> _LIST OF TASKS_:
a – According to the text on anorgasmia, after the GP examination and blood tests, to whom would a woman with no obvious psychological cause be referred?
b – Continue the anorgasmia text after its final sentence.

─── SUPPLIED TEXT

Effective treatment for anorgasmia depends on the cause. In the case of women with psychological sexual trauma or inhibition, psychosexual counselling might be advisable and could be obtained through general practitioner (GP) referral.

Women with anorgasmia with no obvious psychological cause would need to be examined by their GP to check for absence of disease. Blood tests would also need to be done (full blood count, liver function, oestradiol/estradiol, total testosterone, SHBG, FSH/LH, prolactin, thyroid function, lipids and fasting blood sugar) to check for other conditions such as diabetes, lack of ovulation, low thyroid function or hormone imbalances. The normal thresholds for these tests and timing in a woman's menstrual cycle is detailed in Berman et al., 2005.

They would then need to be referred to a specialist in sexual medicine. The specialist would check the patient's blood results for hormonal levels, thyroid function and diabetes, evaluate genital blood flow and genital sensation, as well as giving a neurological work-up to determine the degree (if any) of nerve damage.

Recently, it has been proposed to add a subtype of female orgasmic disorder, called reduced orgasmic intensity, and field trials are underway to assess the suitability of this proposal.

== Treatment ==

Just as with erectile dysfunction in men, lack of sexual function in women may be treated with hormonal patches or tablets to correct hormonal imbalances, clitoral vacuum pump devices and medication to improve blood flow, sexual sensation and arousal.

──────
─── INPUT DATA

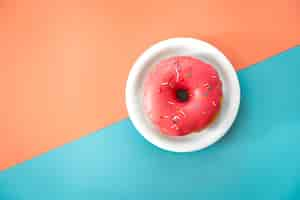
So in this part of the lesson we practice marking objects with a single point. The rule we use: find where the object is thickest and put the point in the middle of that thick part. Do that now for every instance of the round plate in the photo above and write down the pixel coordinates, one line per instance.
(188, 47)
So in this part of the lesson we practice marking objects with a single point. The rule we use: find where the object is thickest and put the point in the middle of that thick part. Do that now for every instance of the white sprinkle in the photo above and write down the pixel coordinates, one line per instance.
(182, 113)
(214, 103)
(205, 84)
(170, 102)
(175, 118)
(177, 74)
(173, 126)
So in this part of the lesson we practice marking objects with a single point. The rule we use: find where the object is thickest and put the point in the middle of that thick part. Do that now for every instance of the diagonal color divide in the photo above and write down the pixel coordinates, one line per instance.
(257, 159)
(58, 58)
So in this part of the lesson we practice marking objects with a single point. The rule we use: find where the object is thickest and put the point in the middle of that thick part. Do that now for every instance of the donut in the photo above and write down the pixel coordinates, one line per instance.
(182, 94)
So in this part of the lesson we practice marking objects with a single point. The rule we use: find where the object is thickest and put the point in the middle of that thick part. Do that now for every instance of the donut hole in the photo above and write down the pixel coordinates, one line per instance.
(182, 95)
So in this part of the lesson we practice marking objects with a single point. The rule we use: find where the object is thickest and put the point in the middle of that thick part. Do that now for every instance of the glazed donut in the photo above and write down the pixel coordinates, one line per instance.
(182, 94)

──────
─── INPUT DATA

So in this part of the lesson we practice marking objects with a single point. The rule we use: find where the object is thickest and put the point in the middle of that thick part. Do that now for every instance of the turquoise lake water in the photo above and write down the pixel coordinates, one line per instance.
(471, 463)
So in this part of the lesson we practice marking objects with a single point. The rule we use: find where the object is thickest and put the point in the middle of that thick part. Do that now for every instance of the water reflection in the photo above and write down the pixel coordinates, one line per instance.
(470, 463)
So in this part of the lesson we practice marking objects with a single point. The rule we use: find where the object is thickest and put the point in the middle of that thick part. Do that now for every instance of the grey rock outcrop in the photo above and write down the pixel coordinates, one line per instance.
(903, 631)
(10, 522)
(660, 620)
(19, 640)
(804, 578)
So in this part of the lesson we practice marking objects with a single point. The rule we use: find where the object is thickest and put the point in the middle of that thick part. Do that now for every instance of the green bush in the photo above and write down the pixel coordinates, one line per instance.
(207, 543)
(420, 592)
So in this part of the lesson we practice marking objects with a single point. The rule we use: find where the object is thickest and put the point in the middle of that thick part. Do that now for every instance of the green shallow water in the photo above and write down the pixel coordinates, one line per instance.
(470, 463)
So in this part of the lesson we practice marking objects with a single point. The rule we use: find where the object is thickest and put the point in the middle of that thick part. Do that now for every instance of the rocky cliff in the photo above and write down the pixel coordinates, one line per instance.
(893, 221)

──────
─── INPUT DATA

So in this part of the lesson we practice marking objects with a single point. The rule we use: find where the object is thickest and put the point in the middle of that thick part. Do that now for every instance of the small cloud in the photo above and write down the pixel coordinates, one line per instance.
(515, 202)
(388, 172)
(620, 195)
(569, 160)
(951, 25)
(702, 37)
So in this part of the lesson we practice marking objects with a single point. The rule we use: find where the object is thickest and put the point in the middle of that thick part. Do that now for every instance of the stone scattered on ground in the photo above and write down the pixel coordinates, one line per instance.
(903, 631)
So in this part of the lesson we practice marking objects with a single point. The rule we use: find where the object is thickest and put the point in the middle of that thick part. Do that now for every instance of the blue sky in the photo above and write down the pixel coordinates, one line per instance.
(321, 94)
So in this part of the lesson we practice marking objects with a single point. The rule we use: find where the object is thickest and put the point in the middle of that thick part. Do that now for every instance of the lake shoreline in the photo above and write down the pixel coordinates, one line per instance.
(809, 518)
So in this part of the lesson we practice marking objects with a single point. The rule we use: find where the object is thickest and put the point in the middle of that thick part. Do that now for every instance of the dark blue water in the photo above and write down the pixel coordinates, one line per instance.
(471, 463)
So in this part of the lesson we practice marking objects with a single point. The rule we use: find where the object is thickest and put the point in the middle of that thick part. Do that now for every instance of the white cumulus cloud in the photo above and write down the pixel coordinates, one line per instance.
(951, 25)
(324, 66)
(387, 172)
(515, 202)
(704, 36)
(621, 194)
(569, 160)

──────

> _ANSWERS PROVIDED_:
a – She would be referred to a specialist in sexual medicine.

b –
Many practitioners today treat both men and women who have SSRI-induced anorgasmia with sildenafil, more commonly known as Viagra. While this approach is known to work well in men with sexual dysfunction, it is only recently that the effectiveness of sildenafil in women with sexual dysfunction is coming to light. A 1999 study by H. G. Nurnberg et al. showed a complete or very significant reversal of their sexual dysfunction upon taking sildenafil one hour prior to sexual activity. In this study, eight out of the nine women required 50 mg of sildenafil while the 9th woman required 100 mg of sildenafil.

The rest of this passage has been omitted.